Data entries:
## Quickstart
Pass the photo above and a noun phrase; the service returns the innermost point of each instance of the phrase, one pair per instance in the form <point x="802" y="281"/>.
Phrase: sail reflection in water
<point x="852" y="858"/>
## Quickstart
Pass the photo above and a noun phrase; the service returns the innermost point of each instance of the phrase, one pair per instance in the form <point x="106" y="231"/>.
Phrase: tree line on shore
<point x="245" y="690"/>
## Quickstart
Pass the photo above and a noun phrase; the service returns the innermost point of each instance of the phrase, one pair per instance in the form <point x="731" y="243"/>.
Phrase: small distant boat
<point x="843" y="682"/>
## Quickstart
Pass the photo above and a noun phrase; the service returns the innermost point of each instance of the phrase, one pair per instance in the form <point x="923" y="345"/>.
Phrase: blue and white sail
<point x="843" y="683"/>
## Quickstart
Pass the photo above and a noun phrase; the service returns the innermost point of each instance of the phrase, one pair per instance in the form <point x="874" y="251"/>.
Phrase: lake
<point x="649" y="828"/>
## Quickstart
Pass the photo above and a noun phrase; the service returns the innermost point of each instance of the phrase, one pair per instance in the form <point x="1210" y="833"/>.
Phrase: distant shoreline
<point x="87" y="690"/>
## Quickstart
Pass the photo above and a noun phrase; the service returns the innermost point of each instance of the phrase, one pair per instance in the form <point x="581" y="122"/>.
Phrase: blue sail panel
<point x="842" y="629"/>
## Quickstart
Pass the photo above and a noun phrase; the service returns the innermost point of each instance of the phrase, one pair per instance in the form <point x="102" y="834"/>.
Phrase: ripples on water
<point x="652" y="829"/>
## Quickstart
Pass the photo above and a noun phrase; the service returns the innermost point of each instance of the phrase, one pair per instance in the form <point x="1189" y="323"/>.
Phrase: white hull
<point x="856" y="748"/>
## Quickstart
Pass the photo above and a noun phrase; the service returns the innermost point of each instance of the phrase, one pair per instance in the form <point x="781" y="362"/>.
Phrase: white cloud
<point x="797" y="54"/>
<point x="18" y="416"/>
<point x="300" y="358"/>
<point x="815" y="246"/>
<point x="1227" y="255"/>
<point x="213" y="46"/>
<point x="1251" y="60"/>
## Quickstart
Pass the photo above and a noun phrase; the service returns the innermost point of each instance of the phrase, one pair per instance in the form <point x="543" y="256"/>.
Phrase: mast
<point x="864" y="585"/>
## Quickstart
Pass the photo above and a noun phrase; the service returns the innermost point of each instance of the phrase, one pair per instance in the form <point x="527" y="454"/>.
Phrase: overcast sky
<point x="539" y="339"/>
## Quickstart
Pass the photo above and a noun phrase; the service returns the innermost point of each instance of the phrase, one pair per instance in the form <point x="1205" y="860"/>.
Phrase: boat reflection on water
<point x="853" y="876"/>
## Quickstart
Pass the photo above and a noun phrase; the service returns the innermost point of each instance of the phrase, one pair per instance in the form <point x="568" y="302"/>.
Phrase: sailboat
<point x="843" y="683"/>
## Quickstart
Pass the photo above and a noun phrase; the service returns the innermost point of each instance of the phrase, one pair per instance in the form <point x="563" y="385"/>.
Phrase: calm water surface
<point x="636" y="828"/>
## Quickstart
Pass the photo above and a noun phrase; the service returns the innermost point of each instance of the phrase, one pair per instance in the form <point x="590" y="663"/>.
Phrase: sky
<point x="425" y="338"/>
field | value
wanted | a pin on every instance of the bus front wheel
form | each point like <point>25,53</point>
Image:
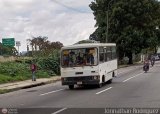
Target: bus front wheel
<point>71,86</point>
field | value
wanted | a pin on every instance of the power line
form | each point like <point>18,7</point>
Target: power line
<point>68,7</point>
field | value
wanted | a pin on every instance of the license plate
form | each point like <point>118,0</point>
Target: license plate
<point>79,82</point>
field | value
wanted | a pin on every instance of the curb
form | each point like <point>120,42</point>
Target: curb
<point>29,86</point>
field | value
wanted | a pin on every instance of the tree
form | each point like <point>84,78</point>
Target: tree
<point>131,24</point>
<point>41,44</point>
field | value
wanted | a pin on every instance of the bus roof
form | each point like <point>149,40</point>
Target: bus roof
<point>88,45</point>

==

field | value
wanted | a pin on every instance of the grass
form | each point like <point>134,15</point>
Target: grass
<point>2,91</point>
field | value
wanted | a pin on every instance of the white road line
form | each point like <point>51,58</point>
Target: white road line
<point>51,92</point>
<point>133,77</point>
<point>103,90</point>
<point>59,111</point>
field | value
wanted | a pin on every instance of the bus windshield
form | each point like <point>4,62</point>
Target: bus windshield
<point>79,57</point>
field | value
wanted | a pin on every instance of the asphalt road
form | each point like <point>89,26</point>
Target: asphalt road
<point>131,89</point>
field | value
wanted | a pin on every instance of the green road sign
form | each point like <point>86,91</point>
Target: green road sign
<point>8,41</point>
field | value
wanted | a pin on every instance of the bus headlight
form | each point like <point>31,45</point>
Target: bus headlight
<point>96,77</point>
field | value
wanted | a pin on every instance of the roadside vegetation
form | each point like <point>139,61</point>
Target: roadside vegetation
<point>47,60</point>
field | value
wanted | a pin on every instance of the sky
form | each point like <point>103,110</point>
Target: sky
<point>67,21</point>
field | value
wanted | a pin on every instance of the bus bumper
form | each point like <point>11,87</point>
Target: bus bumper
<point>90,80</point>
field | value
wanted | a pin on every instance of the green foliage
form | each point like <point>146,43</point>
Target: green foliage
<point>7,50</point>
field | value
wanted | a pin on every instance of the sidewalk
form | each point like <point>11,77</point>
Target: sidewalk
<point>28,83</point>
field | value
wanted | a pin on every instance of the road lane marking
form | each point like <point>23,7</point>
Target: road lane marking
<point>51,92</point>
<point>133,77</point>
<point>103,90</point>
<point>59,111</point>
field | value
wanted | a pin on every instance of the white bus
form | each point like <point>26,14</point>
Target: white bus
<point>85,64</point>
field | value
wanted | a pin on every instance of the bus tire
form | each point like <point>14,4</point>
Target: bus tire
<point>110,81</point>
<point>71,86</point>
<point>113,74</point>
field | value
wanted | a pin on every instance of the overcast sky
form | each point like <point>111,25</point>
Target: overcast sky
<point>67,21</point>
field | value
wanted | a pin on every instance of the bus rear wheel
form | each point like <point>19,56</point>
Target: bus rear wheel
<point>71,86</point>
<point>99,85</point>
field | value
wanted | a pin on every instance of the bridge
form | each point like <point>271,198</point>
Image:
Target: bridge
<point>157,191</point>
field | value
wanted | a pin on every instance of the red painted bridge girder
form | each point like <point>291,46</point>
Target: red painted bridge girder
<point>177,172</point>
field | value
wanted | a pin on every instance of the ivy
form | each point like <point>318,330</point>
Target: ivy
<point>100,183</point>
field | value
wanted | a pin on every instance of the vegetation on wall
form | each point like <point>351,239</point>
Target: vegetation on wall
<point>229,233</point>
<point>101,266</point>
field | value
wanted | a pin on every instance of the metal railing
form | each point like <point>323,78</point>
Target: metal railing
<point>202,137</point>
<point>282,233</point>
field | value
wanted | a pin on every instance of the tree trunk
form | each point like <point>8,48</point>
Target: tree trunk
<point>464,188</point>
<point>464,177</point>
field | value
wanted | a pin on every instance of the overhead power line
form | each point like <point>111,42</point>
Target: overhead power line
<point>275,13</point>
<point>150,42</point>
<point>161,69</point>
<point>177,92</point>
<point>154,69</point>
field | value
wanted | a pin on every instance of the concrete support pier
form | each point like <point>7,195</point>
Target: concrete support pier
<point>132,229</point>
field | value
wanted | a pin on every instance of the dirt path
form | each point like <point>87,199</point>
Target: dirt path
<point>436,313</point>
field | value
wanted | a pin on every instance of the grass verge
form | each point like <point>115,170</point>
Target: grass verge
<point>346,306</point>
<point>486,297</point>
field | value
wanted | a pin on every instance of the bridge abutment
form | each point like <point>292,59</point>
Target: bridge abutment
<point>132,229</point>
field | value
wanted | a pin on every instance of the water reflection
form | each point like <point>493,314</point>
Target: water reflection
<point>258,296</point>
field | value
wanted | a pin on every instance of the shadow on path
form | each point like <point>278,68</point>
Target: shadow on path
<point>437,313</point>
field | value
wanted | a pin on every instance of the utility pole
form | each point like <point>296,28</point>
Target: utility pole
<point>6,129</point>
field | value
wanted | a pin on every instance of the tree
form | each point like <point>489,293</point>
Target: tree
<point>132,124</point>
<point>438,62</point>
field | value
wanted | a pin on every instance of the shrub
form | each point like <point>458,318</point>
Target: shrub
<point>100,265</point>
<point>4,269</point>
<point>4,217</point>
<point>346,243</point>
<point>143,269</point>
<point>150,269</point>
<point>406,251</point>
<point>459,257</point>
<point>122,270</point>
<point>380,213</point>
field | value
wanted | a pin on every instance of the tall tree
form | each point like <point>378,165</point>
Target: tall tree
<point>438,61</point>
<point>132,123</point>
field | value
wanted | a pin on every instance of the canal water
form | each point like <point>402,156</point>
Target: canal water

WRITTEN TASK →
Report how many lines of the data entries above contain the string "grass", with case counting. Give only the number.

FULL SOLUTION →
4